» Work instruction: Please reproduce the entries below exactly, leaving the pictures out.

[Collected data]
+-------+
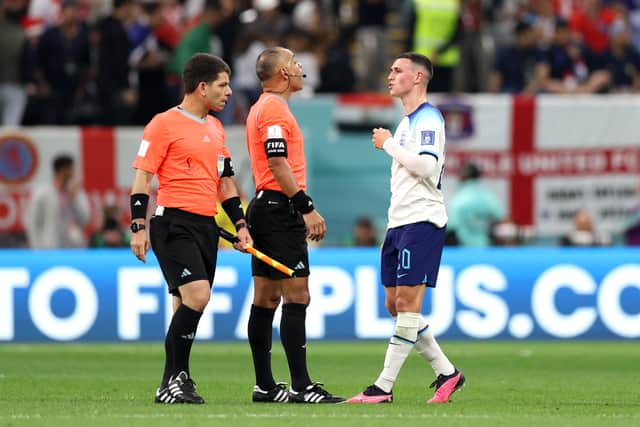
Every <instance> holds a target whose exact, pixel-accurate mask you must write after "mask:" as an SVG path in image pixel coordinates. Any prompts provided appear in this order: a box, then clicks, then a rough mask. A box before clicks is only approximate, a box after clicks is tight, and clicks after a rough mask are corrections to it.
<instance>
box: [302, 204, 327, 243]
mask: <svg viewBox="0 0 640 427" xmlns="http://www.w3.org/2000/svg"><path fill="white" fill-rule="evenodd" d="M302 217H303V218H304V223H305V225H306V226H307V238H308V239H310V240H314V241H316V242H319V241H320V240H322V239H324V235H325V234H326V233H327V225H326V224H325V222H324V218H322V216H321V215H320V214H319V213H318V211H317V210H315V209H314V210H312V211H311V212H309V213H308V214H304V215H302Z"/></svg>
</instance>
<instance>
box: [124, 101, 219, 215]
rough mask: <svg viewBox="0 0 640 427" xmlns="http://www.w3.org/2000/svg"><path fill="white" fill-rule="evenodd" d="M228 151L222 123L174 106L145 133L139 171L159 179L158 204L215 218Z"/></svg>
mask: <svg viewBox="0 0 640 427" xmlns="http://www.w3.org/2000/svg"><path fill="white" fill-rule="evenodd" d="M226 157H230V154H229V150H227V147H226V146H225V133H224V128H223V127H222V123H220V121H219V120H218V119H216V118H215V117H212V116H209V115H207V116H206V117H205V118H204V119H202V118H199V117H196V116H194V115H192V114H189V113H187V112H186V111H183V110H180V109H179V108H177V107H174V108H172V109H170V110H167V111H165V112H164V113H160V114H158V115H156V116H155V117H154V118H153V120H151V121H150V122H149V124H147V126H146V127H145V128H144V133H143V135H142V142H141V143H140V149H139V150H138V155H137V156H136V159H135V160H134V162H133V167H134V168H136V169H142V170H144V171H146V172H149V173H153V174H156V175H157V176H158V200H157V202H158V205H159V206H164V207H167V208H178V209H182V210H185V211H188V212H191V213H195V214H199V215H206V216H214V215H215V214H216V212H217V207H216V201H217V197H218V184H219V182H220V176H221V175H222V172H223V170H224V159H225V158H226Z"/></svg>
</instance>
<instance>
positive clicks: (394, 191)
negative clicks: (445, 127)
mask: <svg viewBox="0 0 640 427" xmlns="http://www.w3.org/2000/svg"><path fill="white" fill-rule="evenodd" d="M393 139H394V140H395V142H397V143H399V144H400V145H401V146H402V147H404V148H405V149H407V150H409V151H411V152H413V153H417V154H420V155H424V156H433V157H434V158H435V159H436V160H437V163H438V167H437V168H436V172H435V174H434V175H433V176H429V177H427V178H421V177H419V176H416V175H414V174H412V173H411V172H410V171H409V170H408V169H407V168H406V167H404V166H402V164H400V162H398V161H397V160H395V159H393V162H392V163H391V205H390V206H389V224H388V228H395V227H399V226H401V225H406V224H413V223H415V222H423V221H428V222H431V223H433V224H435V225H436V226H437V227H443V226H444V225H446V223H447V211H446V209H445V207H444V197H443V195H442V175H443V173H444V143H445V135H444V118H443V117H442V114H441V113H440V111H439V110H438V109H437V108H436V107H434V106H433V105H431V104H429V103H428V102H425V103H424V104H422V105H421V106H420V107H418V108H417V109H416V110H415V111H414V112H412V113H411V114H409V115H408V116H405V117H404V118H403V119H402V121H401V122H400V124H399V125H398V128H397V129H396V132H395V134H394V135H393Z"/></svg>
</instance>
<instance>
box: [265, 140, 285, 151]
mask: <svg viewBox="0 0 640 427" xmlns="http://www.w3.org/2000/svg"><path fill="white" fill-rule="evenodd" d="M267 150H284V142H282V141H268V142H267Z"/></svg>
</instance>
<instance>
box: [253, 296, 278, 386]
mask: <svg viewBox="0 0 640 427" xmlns="http://www.w3.org/2000/svg"><path fill="white" fill-rule="evenodd" d="M275 312H276V310H275V309H273V308H265V307H258V306H256V305H251V314H250V315H249V325H248V336H249V345H250V346H251V355H252V356H253V367H254V369H255V372H256V385H257V386H258V387H260V388H261V389H262V390H271V389H273V388H274V387H275V386H276V382H275V381H274V380H273V373H272V372H271V341H272V340H271V336H272V334H273V327H272V324H273V315H274V314H275Z"/></svg>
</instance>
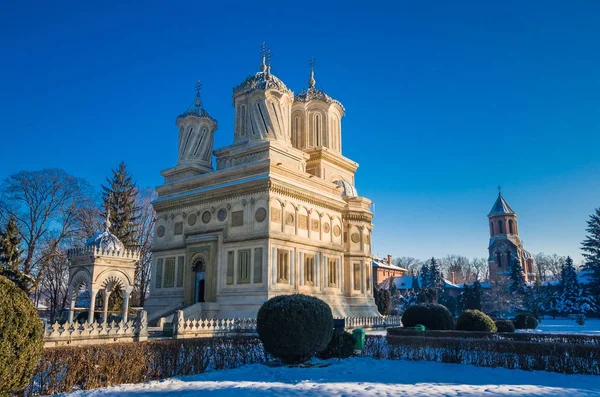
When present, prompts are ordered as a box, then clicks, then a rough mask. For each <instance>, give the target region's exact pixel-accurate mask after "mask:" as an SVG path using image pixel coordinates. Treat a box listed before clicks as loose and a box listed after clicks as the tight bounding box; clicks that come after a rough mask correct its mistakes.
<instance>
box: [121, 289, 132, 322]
mask: <svg viewBox="0 0 600 397" xmlns="http://www.w3.org/2000/svg"><path fill="white" fill-rule="evenodd" d="M129 295H131V290H130V289H126V290H125V291H124V295H123V323H127V314H128V311H129Z"/></svg>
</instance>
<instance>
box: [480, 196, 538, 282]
mask: <svg viewBox="0 0 600 397" xmlns="http://www.w3.org/2000/svg"><path fill="white" fill-rule="evenodd" d="M488 222H489V228H490V244H489V246H488V251H489V259H488V265H489V270H490V282H491V285H492V288H494V286H495V285H496V286H498V285H505V284H507V283H508V282H509V280H508V277H509V274H510V266H511V263H512V262H513V261H514V260H515V259H516V260H518V261H519V263H520V264H521V268H522V269H523V273H524V275H525V280H526V281H533V280H534V279H535V271H534V263H533V257H532V256H531V254H530V253H529V252H528V251H526V250H525V249H523V242H522V241H521V238H520V237H519V226H518V222H517V214H516V213H515V211H513V209H512V208H511V207H510V205H508V203H507V202H506V200H505V199H504V197H503V196H502V192H501V188H500V187H498V198H497V199H496V202H495V203H494V206H493V207H492V210H491V211H490V213H489V214H488Z"/></svg>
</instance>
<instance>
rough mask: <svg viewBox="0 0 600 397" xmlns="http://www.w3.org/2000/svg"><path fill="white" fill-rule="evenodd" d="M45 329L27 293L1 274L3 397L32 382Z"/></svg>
+-------+
» Solution for this exercise:
Every <instance> holds a target whose exact, pixel-accurate mask you must write after "mask:" as an SVG path in image pixel coordinates. Any prompts provided appear in this order: a box, then clicks, then a rough mask. A box before clicks is only approximate, a box after clicks is tight, and clicks after a rough mask are corrections to it.
<instance>
box: [302, 204, 327, 243]
mask: <svg viewBox="0 0 640 427" xmlns="http://www.w3.org/2000/svg"><path fill="white" fill-rule="evenodd" d="M302 217H303V218H304V223H305V225H306V226H307V238H308V239H310V240H314V241H316V242H319V241H320V240H322V239H324V235H325V234H326V233H327V225H326V224H325V222H324V218H322V216H321V215H320V214H319V213H318V211H317V210H315V209H314V210H312V211H311V212H309V213H308V214H304V215H302Z"/></svg>
</instance>
<instance>
box: [124, 101, 219, 215]
rough mask: <svg viewBox="0 0 640 427" xmlns="http://www.w3.org/2000/svg"><path fill="white" fill-rule="evenodd" d="M228 151L222 123L174 106L145 133L139 171L159 179L158 204L215 218Z"/></svg>
mask: <svg viewBox="0 0 640 427" xmlns="http://www.w3.org/2000/svg"><path fill="white" fill-rule="evenodd" d="M226 157H230V154H229V150H227V147H226V146H225V133H224V128H223V127H222V123H220V121H219V120H218V119H216V118H215V117H212V116H209V115H207V116H206V117H205V118H204V119H202V118H199V117H196V116H194V115H192V114H189V113H187V112H186V111H183V110H180V109H179V108H177V107H174V108H172V109H170V110H167V111H165V112H164V113H160V114H158V115H156V116H155V117H154V118H153V120H151V121H150V122H149V124H147V126H146V127H145V128H144V133H143V135H142V142H141V143H140V149H139V150H138V155H137V156H136V159H135V160H134V162H133V167H134V168H136V169H142V170H144V171H146V172H149V173H153V174H156V175H157V176H158V200H157V202H158V205H159V206H164V207H167V208H178V209H182V210H185V211H188V212H191V213H195V214H199V215H206V216H214V215H215V214H216V212H217V207H216V201H217V197H218V184H219V182H220V176H221V175H222V172H223V170H224V159H225V158H226Z"/></svg>
</instance>
<instance>
positive clicks: (394, 191)
negative clicks: (445, 127)
mask: <svg viewBox="0 0 640 427" xmlns="http://www.w3.org/2000/svg"><path fill="white" fill-rule="evenodd" d="M393 139H394V140H395V142H397V143H399V144H400V145H401V146H402V147H404V148H405V149H407V150H409V151H411V152H413V153H417V154H420V155H424V156H433V157H434V158H435V159H436V160H437V163H438V167H437V168H436V172H435V174H434V175H433V176H429V177H427V178H421V177H419V176H416V175H414V174H412V173H411V172H410V171H409V170H408V169H407V168H406V167H404V166H402V164H400V162H398V161H397V160H395V159H393V162H392V163H391V205H390V206H389V224H388V228H395V227H399V226H401V225H406V224H413V223H415V222H423V221H428V222H431V223H433V224H435V225H436V226H437V227H443V226H444V225H446V223H447V211H446V209H445V207H444V197H443V195H442V175H443V173H444V143H445V135H444V118H443V117H442V114H441V113H440V111H439V110H438V109H437V108H436V107H434V106H433V105H431V104H429V103H428V102H425V103H424V104H422V105H421V106H420V107H418V108H417V109H416V110H415V111H414V112H412V113H411V114H409V115H408V116H405V117H404V118H403V119H402V121H401V122H400V124H399V125H398V128H397V129H396V132H395V134H394V135H393Z"/></svg>
</instance>
<instance>
box: [265, 140, 285, 151]
mask: <svg viewBox="0 0 640 427" xmlns="http://www.w3.org/2000/svg"><path fill="white" fill-rule="evenodd" d="M267 150H284V142H282V141H268V142H267Z"/></svg>
</instance>
<instance>
box: [253, 296, 278, 386]
mask: <svg viewBox="0 0 640 427" xmlns="http://www.w3.org/2000/svg"><path fill="white" fill-rule="evenodd" d="M275 312H276V310H275V309H273V308H265V307H258V306H256V305H251V314H250V315H249V325H248V336H249V345H250V346H251V355H252V356H253V367H254V369H255V372H256V385H257V386H258V387H260V388H261V389H262V390H271V389H273V388H274V387H275V386H276V382H275V381H274V380H273V373H272V372H271V341H272V340H271V336H272V334H273V327H272V324H273V315H274V314H275Z"/></svg>
</instance>
When present, prompts are ordered as a box, then clicks, then a rough mask. For each <instance>, give the target region's exact pixel-accurate mask after "mask:" as an SVG path using image pixel coordinates. Treat a box listed before clicks as loose and a box listed after clicks as the tight bounding box; clicks that come after a rough mask correct its mistakes.
<instance>
box: [121, 289, 132, 322]
mask: <svg viewBox="0 0 600 397" xmlns="http://www.w3.org/2000/svg"><path fill="white" fill-rule="evenodd" d="M129 295H131V290H130V289H126V290H125V291H124V295H123V323H127V314H128V311H129Z"/></svg>
</instance>
<instance>
box: [480, 196, 538, 282]
mask: <svg viewBox="0 0 600 397" xmlns="http://www.w3.org/2000/svg"><path fill="white" fill-rule="evenodd" d="M488 222H489V228H490V244H489V246H488V251H489V259H488V265H489V270H490V282H491V285H492V288H494V286H495V285H496V286H498V285H505V284H507V283H508V282H509V280H508V277H509V274H510V266H511V263H512V262H513V261H514V260H515V259H516V260H518V261H519V263H520V264H521V268H522V269H523V273H524V275H525V280H526V281H533V280H534V279H535V271H534V263H533V257H532V256H531V254H530V253H529V252H528V251H526V250H525V249H523V242H522V241H521V238H520V237H519V226H518V222H517V214H516V213H515V211H513V209H512V208H511V207H510V205H508V203H507V202H506V200H505V199H504V197H503V196H502V192H501V188H500V187H498V198H497V199H496V202H495V203H494V206H493V207H492V210H491V211H490V213H489V214H488Z"/></svg>
</instance>
<instance>
rough mask: <svg viewBox="0 0 600 397" xmlns="http://www.w3.org/2000/svg"><path fill="white" fill-rule="evenodd" d="M45 329L27 293L1 274L3 397L32 382Z"/></svg>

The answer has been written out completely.